DATA TO EXAMINE:
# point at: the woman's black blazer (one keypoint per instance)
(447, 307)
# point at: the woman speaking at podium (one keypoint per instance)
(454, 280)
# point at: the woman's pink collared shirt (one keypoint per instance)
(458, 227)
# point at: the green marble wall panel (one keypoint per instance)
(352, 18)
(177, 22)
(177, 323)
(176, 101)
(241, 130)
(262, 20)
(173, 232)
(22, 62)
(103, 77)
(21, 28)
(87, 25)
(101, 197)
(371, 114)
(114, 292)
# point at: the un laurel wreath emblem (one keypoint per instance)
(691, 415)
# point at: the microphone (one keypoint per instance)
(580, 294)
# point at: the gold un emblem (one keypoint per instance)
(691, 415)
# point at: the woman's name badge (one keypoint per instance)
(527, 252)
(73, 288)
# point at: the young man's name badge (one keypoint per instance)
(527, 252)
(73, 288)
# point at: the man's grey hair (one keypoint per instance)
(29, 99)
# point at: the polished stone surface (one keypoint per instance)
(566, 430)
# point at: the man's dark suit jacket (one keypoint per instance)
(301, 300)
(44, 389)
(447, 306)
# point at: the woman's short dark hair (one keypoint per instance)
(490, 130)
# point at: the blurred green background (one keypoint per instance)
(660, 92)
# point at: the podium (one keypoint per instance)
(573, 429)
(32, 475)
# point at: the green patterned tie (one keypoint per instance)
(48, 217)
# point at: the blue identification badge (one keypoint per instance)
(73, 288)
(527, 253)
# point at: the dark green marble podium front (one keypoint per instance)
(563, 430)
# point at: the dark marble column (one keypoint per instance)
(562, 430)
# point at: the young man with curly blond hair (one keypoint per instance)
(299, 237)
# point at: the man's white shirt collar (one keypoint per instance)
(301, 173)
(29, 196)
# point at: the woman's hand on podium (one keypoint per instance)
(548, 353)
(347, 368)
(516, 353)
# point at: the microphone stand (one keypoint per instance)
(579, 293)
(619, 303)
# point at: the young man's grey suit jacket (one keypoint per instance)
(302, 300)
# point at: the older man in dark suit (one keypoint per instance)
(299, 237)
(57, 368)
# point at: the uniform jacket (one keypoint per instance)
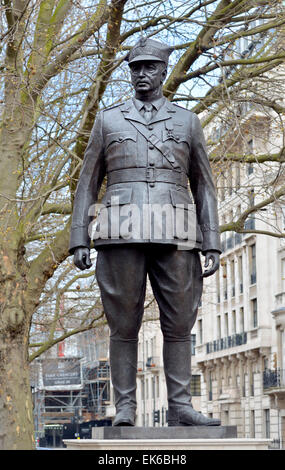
(140, 176)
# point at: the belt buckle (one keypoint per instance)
(150, 174)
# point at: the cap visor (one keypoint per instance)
(141, 58)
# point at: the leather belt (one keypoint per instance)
(148, 174)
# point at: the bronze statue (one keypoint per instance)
(150, 149)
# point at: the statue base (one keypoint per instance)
(179, 432)
(125, 438)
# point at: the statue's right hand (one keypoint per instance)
(81, 258)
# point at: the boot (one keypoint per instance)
(123, 362)
(177, 368)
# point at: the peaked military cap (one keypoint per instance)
(149, 49)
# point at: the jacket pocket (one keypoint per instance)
(112, 220)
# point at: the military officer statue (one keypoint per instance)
(150, 149)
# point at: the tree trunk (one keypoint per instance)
(16, 414)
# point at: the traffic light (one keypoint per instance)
(156, 416)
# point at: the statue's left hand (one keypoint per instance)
(214, 257)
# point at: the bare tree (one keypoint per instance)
(62, 61)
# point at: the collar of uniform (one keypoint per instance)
(155, 103)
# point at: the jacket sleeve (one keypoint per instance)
(90, 180)
(203, 189)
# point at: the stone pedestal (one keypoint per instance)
(160, 439)
(168, 433)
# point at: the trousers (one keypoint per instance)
(176, 280)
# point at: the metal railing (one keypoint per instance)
(228, 342)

PROBLEM:
Take the line that contains "# point at: the statue's left" and each line after it through the end of the records, and repeat them all exactly. Nothing else.

EXERCISE RESPONSE:
# point at: the statue's left hand (one keypoint per instance)
(214, 257)
# point at: the bare tree (one keypoint per instance)
(62, 61)
# point at: the collar of uniform (one keypoint per instance)
(155, 103)
# point at: the jacket sleeve (one keypoint per instance)
(90, 180)
(203, 189)
# point at: the stone pedestal (one keypoint per instance)
(160, 439)
(168, 433)
# point at: the trousers (one keypoint per instance)
(176, 280)
# point at: the metal railing (one keypoint per instance)
(228, 342)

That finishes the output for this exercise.